[Given entries — start]

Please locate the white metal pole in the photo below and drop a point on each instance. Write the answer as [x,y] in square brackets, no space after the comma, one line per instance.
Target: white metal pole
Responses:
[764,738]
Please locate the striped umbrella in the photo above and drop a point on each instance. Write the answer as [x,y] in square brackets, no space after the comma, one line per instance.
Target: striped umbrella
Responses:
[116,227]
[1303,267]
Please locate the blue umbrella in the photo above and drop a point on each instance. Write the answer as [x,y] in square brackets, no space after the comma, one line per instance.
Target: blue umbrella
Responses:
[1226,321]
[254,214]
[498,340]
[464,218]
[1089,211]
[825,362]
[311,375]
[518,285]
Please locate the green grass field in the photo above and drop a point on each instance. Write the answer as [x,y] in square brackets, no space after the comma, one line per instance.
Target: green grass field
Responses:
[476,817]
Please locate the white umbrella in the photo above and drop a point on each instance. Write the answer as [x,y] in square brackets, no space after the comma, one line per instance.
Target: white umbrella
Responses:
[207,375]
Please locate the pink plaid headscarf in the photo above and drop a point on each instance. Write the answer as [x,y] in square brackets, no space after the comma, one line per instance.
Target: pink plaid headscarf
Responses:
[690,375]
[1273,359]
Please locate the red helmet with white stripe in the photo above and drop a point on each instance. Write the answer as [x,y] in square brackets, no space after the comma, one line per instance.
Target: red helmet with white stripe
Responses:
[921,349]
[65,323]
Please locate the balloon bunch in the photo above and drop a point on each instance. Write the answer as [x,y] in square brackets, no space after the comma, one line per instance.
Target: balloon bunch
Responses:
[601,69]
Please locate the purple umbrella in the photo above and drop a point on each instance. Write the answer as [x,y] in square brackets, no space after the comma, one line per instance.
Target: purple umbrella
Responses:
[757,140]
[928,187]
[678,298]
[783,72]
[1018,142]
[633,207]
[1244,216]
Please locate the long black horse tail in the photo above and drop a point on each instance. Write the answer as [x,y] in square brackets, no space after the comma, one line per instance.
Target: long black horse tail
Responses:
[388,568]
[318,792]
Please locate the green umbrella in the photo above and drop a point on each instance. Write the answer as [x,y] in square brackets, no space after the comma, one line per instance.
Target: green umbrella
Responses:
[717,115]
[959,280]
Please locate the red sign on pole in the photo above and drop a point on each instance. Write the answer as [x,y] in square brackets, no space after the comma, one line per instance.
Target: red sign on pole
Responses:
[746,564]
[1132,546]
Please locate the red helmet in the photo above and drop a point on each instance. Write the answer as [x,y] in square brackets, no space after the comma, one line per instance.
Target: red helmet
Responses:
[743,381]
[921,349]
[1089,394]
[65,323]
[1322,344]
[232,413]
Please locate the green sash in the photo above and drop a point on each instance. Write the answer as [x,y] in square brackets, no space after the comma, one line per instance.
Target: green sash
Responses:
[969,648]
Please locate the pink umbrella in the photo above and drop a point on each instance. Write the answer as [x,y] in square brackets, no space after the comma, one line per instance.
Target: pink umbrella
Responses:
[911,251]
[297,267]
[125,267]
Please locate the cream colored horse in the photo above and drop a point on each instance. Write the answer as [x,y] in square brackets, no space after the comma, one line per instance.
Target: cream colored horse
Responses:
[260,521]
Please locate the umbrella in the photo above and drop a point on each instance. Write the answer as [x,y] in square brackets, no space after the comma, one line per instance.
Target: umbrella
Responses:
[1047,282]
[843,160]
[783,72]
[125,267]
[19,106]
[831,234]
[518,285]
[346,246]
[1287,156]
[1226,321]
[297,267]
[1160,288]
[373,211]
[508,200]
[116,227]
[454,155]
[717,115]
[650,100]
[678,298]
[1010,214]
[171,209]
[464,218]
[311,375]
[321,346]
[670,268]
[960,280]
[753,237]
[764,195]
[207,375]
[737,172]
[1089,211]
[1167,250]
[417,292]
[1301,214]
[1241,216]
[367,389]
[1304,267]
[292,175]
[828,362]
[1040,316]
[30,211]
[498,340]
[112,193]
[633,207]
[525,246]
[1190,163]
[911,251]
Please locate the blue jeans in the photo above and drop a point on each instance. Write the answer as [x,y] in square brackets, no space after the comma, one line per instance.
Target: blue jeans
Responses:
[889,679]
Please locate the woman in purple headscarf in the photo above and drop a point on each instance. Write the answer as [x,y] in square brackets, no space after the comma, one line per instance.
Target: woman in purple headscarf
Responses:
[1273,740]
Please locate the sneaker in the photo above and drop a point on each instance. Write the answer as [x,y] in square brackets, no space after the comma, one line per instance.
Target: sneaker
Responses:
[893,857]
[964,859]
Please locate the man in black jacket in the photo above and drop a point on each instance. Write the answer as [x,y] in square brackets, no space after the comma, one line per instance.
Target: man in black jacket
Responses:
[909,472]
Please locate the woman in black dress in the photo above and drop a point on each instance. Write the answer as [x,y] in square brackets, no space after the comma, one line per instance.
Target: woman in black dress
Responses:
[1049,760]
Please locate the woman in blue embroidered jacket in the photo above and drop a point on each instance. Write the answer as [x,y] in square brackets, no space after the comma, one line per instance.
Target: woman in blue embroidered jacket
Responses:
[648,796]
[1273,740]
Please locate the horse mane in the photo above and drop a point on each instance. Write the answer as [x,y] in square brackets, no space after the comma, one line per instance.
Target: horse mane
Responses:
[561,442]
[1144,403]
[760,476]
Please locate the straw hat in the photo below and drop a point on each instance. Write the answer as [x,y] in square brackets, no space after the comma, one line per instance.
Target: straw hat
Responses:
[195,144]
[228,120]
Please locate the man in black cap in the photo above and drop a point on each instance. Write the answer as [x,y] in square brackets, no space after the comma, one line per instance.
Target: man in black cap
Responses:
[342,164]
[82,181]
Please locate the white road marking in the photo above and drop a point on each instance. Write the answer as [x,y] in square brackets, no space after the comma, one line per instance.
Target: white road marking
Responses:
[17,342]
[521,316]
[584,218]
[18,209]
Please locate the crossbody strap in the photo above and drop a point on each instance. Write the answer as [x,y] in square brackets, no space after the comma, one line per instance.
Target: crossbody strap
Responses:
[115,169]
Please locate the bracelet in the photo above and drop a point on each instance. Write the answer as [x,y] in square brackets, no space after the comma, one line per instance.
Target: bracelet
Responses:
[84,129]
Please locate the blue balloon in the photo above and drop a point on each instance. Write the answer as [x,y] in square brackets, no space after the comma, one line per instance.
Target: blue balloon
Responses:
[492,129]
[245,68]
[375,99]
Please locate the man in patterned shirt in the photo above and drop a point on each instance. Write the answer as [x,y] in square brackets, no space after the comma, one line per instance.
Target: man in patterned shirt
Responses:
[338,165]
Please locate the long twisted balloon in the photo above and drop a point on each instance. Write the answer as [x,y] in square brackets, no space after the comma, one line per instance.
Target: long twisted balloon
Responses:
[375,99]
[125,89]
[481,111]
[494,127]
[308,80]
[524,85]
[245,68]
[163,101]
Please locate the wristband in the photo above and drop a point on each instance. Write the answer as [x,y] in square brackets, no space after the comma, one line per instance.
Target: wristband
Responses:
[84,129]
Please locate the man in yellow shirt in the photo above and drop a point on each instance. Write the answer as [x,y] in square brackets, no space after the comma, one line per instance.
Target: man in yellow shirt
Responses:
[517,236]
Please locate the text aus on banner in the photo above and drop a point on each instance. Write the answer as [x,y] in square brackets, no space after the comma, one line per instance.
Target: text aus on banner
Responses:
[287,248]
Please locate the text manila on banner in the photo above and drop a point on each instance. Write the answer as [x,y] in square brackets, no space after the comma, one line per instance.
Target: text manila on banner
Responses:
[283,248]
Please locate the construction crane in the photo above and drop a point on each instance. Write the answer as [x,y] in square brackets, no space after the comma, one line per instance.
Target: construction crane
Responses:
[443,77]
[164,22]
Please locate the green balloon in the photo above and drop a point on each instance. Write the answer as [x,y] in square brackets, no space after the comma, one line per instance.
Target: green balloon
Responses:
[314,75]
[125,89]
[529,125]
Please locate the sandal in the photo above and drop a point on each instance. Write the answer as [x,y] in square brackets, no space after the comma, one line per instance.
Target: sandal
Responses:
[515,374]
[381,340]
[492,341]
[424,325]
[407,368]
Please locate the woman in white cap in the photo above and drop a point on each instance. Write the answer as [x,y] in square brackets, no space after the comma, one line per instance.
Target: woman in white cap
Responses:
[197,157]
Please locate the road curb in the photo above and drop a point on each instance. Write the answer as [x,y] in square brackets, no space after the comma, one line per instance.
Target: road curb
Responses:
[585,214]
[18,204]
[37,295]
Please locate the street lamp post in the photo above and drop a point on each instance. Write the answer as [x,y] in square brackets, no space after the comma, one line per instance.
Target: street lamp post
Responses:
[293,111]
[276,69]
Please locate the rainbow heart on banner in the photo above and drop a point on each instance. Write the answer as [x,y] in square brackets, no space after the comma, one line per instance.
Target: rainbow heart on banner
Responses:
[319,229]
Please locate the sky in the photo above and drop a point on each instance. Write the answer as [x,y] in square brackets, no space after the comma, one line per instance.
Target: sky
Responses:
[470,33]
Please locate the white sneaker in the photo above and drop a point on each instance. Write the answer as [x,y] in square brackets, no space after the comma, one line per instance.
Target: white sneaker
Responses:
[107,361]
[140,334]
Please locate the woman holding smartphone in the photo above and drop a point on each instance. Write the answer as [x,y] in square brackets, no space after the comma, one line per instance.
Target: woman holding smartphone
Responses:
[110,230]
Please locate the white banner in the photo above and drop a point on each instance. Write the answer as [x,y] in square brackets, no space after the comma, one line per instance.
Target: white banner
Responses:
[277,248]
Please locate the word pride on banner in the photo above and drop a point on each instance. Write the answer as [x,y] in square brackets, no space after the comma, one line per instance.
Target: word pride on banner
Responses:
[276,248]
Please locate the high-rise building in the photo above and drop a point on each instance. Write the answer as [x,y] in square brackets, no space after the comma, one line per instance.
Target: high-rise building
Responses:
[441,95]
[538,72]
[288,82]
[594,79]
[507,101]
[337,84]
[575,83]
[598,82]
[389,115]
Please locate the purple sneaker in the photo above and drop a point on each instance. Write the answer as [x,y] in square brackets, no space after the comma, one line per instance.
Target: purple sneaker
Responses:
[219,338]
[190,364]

[Given entries — finish]

Description of the task:
All lines in the entries above that include "tail" should be found and copied.

Written solution:
Please locate the long black horse tail in the photo above and drop a point on each instance. Write the answer as [x,y] in square brackets, no space after the comma, one line per instance.
Target: long black horse tail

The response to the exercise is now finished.